* Selected text
+ + +

Photo by Severyn Bogdana

Botanical name: Stellaria media Parts used: stems, flowers, leaves and seeds.

Description: creeping annual ground cover herb, with tiny white flowers and oval shaped leaves; stems can reach up to 60 cm in length.

Nutrients: vitamins C and A; minerals calcium, iron, magnesium, manganese, niacin, phosphorus, potassium, selenium and zinc; protein.

You may have nibbled on this tender and highly nutritious ‘supergreen’ while out in the garden, or used it to replace spinach or parsley in a recipe. You may have fed it to your chicken, duck or turkey friends.

But maybe what you don’t know is that it is a highly valuable medicine that has been used for centuries. The first known use of chickweed was in the 14th century, as an aid in weight loss. It is the soap-like constituent – saponin – that dissolves fat cells and may help to lower cholesterol.

Chickweed is used topically as a wash, poultice, compress, oil, salve or cream to relieve inflamed itchy skin. It is commonly used for insect bites, nappy rash, burns, eczema, psoriasis, acne, boils, abscesses, bruises, cuts and wounds. It is even used as a compress to soothe cracked nipples, or to draw out mild breast infections.

Take care!

If you eat too much chickweed you may get diarrhoea; and it can be toxic if eaten in large amounts. If you’re pregnant, only use it topically, or in small amounts of food, but not as tea, tincture or juice.

Chickweed oil

  1. Pick your chickweed and weigh it. Wilt it on a screen until it is one third of its original weight (such drying avoids rancidity).
  2. Chop the wilted chickweed up and place it in a clean jar. Cover with vegetable oil, and put the lid on.
  3. Place the jar in a cool, dark space for two weeks.
  4. Shake the jar every day.
  5. After two weeks, strain the material through cheesecloth or an old T-shirt, and rebottle the oil.
  6. Store the oil in the fridge for up to a year.
  7. Use the oil on skin irritations or inflammations.

+ + +

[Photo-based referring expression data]
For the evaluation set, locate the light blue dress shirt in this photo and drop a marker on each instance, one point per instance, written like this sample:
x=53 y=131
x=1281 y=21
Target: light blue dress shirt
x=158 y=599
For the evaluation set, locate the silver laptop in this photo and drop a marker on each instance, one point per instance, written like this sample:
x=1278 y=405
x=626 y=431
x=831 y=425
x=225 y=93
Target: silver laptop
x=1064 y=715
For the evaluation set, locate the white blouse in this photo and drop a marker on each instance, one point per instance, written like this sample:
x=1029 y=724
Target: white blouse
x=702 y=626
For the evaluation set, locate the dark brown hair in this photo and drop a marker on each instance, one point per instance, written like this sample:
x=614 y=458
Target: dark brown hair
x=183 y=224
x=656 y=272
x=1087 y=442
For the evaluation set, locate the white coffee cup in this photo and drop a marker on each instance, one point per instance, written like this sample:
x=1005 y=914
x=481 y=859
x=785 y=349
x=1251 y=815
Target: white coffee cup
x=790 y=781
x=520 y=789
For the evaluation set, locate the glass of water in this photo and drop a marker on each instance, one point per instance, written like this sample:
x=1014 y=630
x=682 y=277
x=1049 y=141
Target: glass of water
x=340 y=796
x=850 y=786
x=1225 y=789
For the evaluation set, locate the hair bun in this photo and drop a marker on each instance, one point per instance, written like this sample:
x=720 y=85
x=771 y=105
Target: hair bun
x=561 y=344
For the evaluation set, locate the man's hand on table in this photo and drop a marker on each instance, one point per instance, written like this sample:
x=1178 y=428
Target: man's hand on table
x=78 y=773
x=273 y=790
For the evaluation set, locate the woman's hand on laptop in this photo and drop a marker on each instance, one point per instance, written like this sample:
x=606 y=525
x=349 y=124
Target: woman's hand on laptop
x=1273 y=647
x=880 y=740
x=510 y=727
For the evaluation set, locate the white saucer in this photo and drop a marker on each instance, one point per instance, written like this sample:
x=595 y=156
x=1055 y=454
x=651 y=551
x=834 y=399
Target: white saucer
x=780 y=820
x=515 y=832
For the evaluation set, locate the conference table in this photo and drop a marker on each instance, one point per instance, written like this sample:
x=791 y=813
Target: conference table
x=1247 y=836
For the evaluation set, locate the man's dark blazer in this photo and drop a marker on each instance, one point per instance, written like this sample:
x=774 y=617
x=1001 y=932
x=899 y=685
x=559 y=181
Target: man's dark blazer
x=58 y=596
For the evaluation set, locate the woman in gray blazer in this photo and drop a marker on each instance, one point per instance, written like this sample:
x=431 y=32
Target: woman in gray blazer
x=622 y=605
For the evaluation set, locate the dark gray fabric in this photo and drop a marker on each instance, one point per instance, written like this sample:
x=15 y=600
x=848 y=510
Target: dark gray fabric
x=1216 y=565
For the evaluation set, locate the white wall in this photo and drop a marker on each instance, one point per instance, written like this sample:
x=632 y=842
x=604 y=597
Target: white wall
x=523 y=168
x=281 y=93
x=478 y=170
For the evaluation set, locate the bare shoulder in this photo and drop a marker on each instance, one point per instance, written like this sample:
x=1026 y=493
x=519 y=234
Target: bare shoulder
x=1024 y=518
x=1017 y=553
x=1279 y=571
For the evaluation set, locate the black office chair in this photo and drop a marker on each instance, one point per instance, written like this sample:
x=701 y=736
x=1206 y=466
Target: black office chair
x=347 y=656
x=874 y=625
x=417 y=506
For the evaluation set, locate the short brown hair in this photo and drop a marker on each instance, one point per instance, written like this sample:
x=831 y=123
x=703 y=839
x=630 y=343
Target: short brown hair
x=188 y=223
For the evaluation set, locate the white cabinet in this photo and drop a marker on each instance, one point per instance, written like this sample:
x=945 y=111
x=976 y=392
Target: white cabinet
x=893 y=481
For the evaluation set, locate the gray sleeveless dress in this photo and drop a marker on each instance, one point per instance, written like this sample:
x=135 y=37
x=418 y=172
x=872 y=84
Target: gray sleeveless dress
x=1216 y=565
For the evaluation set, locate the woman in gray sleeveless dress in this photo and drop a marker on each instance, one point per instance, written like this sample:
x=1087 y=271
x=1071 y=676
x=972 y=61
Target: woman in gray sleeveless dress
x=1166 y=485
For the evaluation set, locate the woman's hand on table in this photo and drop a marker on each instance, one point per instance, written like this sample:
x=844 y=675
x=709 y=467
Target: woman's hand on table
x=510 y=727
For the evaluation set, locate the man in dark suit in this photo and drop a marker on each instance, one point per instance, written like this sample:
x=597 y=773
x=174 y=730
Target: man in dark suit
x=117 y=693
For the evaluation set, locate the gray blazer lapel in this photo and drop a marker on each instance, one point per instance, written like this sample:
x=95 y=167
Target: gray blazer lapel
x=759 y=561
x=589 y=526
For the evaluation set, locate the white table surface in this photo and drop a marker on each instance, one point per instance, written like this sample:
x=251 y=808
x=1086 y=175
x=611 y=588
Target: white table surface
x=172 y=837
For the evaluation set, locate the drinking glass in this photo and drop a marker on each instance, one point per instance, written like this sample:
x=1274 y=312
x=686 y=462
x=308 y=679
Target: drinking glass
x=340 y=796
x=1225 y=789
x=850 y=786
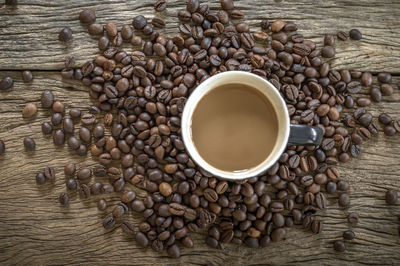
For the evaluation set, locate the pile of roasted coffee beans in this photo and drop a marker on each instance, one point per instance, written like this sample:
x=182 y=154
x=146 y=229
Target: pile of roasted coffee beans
x=143 y=94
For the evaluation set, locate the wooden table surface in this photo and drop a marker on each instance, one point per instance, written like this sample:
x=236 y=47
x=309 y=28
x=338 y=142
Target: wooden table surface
x=35 y=229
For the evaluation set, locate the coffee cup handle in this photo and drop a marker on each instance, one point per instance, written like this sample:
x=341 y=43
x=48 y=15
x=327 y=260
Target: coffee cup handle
x=303 y=135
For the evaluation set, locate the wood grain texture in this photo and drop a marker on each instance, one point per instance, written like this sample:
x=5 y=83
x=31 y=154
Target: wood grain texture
x=29 y=33
x=35 y=229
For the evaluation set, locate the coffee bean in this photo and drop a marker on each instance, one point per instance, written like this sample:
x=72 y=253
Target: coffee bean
x=75 y=113
x=6 y=83
x=342 y=35
x=277 y=25
x=391 y=197
x=58 y=107
x=366 y=79
x=65 y=34
x=29 y=143
x=385 y=119
x=139 y=22
x=87 y=16
x=227 y=4
x=160 y=5
x=47 y=99
x=88 y=119
x=339 y=246
x=29 y=110
x=355 y=34
x=141 y=239
x=128 y=228
x=27 y=76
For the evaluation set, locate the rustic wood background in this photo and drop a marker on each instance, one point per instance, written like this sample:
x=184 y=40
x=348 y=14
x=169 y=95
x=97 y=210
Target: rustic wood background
x=35 y=229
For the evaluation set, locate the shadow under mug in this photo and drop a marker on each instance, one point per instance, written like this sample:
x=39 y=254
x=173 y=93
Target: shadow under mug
x=287 y=133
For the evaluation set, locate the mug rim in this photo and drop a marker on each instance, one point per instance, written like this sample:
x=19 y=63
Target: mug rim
x=283 y=123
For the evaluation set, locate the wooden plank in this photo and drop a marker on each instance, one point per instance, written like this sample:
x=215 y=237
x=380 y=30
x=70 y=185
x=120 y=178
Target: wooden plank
x=35 y=229
x=28 y=33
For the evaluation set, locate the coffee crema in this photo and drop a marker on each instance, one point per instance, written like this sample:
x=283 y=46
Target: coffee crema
x=234 y=127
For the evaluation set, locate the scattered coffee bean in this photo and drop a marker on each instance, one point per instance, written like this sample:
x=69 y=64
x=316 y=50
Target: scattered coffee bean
x=385 y=119
x=227 y=4
x=139 y=22
x=384 y=77
x=75 y=113
x=128 y=228
x=343 y=36
x=58 y=107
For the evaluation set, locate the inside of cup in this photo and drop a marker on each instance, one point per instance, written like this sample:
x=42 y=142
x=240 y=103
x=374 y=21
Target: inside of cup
x=267 y=90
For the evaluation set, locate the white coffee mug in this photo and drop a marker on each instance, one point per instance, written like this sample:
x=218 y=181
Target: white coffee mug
x=287 y=133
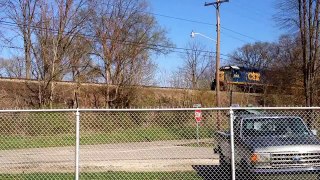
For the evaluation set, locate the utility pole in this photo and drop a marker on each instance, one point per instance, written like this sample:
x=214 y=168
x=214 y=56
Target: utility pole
x=217 y=6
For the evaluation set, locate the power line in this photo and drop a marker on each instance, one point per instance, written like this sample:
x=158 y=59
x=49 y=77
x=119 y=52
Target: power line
x=201 y=22
x=171 y=48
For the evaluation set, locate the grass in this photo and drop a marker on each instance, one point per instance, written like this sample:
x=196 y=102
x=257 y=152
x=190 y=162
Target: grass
x=104 y=175
x=8 y=142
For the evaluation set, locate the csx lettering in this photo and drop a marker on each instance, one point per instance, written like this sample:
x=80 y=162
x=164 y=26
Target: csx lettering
x=254 y=76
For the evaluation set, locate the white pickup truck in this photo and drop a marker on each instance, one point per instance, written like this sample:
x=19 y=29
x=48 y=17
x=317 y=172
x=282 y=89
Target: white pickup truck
x=271 y=145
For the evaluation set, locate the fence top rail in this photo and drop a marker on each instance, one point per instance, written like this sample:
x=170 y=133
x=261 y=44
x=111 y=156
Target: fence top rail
x=159 y=109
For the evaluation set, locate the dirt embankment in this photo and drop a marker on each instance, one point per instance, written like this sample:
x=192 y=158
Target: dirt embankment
x=17 y=93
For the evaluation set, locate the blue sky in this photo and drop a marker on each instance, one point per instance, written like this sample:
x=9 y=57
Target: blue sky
x=242 y=22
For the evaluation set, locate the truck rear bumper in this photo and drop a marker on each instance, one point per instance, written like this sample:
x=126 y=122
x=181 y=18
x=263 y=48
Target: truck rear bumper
x=304 y=170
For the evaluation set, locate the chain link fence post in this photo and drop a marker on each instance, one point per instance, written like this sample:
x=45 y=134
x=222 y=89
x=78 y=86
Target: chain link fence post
x=77 y=144
x=233 y=171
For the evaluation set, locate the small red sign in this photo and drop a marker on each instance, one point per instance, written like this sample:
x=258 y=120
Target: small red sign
x=197 y=115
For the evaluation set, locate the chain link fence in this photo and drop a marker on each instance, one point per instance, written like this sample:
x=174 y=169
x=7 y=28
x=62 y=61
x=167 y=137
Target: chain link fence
x=261 y=143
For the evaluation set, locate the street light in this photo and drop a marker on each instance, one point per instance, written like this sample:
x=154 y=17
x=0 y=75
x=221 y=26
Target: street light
x=193 y=35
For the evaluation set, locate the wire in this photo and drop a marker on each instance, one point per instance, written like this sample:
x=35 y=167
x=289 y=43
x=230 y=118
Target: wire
x=117 y=41
x=201 y=22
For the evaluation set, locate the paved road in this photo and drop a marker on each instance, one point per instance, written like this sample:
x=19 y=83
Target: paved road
x=144 y=156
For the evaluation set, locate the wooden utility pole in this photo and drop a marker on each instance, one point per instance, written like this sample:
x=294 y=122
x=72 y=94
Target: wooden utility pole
x=217 y=6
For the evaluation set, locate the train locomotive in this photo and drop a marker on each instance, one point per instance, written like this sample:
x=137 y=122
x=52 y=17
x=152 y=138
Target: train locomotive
x=236 y=76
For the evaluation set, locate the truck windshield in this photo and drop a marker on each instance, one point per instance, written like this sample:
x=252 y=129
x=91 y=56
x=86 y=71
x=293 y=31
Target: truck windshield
x=274 y=127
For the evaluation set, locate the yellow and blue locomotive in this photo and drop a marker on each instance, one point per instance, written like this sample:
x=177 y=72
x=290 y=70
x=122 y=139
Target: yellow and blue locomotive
x=237 y=76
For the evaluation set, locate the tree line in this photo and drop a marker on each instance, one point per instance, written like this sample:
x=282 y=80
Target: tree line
x=293 y=62
x=105 y=41
x=112 y=42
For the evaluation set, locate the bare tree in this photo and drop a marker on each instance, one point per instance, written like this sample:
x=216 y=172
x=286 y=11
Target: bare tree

+ + +

* Work task
Transcribe the chickweed text, starting at "2. Chop the" and ending at "rebottle the oil.". Work only from the chickweed text.

* Result for this exercise
2. Chop the wilted chickweed up and place it in a clean jar. Cover with vegetable oil, and put the lid on.
  3. Place the jar in a cool, dark space for two weeks.
  4. Shake the jar every day.
  5. After two weeks, strain the material through cheesecloth or an old T-shirt, and rebottle the oil.